Records excerpted from a collection:
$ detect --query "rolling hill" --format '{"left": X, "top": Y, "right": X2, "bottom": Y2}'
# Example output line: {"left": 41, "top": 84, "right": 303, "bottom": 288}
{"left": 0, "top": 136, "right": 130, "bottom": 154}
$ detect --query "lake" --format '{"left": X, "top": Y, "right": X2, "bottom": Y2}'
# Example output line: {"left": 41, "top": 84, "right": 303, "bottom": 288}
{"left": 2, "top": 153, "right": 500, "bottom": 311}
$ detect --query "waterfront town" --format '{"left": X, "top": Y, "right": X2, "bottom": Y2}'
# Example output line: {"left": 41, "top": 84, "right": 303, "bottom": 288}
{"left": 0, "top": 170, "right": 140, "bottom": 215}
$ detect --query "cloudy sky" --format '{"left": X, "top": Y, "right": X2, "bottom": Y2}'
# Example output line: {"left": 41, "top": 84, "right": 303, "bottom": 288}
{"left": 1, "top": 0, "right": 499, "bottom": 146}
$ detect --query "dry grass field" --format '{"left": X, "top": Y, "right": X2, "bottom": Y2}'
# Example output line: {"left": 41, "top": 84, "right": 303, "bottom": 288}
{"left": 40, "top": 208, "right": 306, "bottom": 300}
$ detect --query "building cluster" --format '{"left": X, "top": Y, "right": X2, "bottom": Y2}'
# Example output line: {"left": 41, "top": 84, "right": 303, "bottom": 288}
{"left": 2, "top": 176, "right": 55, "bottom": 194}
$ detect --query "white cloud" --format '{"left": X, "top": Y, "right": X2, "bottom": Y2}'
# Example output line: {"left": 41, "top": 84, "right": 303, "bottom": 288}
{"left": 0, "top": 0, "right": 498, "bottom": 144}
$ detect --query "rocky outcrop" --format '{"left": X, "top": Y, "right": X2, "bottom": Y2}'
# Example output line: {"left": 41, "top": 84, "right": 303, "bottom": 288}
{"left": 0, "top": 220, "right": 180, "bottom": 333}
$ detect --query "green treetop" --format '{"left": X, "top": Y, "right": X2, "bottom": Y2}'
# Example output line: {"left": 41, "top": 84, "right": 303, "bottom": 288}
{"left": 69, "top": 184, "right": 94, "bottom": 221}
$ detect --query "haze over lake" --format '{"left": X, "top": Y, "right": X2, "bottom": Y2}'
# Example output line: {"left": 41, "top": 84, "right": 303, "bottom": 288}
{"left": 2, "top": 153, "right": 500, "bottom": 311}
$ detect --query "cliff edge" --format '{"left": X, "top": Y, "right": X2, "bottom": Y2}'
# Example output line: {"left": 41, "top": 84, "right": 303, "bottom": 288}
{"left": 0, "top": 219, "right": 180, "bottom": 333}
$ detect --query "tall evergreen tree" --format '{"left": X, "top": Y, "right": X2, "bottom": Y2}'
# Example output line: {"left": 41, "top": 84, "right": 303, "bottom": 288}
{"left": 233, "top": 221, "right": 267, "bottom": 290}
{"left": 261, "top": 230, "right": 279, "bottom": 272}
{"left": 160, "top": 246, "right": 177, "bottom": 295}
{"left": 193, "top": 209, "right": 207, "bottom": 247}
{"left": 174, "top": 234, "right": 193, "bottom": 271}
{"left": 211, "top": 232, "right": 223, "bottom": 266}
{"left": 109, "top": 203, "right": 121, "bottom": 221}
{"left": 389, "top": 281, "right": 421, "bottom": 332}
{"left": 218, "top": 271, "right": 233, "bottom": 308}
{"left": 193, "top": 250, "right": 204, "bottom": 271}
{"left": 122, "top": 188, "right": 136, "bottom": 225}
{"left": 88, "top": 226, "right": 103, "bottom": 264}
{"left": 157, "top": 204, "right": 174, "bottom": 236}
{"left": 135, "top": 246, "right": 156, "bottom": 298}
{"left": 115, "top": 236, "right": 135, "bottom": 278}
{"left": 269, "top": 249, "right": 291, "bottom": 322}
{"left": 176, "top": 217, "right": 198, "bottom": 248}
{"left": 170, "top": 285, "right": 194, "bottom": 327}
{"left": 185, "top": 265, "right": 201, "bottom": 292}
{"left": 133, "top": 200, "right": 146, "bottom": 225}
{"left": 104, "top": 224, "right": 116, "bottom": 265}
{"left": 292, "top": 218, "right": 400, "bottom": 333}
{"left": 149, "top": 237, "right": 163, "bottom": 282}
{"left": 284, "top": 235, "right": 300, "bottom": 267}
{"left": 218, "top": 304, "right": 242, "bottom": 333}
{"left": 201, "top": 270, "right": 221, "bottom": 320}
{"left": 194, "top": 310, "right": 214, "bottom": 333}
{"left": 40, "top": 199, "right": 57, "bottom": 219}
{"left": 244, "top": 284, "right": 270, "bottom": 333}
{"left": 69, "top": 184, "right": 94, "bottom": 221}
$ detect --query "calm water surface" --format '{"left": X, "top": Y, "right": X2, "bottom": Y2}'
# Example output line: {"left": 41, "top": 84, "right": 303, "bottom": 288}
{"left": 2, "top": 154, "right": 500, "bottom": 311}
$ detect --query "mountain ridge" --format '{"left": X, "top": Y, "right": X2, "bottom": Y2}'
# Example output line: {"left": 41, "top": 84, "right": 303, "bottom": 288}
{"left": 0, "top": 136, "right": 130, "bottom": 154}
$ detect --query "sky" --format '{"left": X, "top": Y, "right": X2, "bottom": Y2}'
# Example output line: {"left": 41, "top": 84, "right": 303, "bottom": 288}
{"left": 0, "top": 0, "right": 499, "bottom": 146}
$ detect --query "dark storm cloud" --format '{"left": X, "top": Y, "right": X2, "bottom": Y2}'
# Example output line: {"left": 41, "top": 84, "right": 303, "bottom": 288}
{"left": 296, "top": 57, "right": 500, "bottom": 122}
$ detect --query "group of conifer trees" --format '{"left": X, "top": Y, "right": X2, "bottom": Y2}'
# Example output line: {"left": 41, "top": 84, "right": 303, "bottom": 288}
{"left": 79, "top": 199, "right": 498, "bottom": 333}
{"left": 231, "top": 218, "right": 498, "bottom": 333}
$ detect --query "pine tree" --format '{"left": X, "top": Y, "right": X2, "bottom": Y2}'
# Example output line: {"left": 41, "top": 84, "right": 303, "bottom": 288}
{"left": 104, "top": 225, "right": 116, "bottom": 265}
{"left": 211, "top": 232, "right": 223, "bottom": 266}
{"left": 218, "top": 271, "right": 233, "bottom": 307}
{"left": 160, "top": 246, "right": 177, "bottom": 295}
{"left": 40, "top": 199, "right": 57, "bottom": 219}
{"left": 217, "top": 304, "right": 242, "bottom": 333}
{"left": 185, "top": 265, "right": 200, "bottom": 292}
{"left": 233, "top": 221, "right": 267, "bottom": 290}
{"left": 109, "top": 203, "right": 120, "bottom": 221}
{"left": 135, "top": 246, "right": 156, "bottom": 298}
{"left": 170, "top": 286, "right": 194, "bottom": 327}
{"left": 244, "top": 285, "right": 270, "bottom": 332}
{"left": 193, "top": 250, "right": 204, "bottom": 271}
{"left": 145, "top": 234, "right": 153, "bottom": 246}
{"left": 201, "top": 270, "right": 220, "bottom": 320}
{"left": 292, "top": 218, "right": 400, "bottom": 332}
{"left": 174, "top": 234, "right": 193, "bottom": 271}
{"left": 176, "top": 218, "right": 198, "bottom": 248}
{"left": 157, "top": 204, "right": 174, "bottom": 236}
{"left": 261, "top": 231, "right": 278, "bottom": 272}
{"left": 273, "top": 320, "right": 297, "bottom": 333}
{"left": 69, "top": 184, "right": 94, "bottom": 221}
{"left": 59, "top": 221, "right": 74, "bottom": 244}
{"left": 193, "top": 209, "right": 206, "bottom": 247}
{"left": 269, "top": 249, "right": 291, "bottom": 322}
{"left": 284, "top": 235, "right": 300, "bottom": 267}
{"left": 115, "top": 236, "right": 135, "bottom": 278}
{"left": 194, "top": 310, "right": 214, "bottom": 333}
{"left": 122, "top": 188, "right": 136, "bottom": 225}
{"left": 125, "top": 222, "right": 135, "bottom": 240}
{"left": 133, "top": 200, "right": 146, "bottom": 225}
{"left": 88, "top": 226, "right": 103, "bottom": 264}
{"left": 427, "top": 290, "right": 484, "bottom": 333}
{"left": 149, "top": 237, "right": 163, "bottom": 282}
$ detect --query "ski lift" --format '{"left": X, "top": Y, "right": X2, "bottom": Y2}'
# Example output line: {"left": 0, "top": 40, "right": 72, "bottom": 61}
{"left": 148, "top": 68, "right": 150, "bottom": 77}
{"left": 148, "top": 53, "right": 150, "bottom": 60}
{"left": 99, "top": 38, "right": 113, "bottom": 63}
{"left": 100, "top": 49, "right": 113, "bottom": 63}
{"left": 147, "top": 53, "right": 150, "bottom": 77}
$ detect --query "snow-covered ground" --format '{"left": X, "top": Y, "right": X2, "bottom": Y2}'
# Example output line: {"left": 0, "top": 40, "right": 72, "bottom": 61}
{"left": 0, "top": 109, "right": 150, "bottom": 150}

- [GOAL OF THE EXERCISE] If a line in the entries holds the string "lake", copy it.

- [WRITTEN RESPONSE]
$ detect --query "lake" --format '{"left": X, "top": Y, "right": X2, "bottom": Y2}'
$ detect --query "haze over lake" --format '{"left": X, "top": Y, "right": X2, "bottom": Y2}'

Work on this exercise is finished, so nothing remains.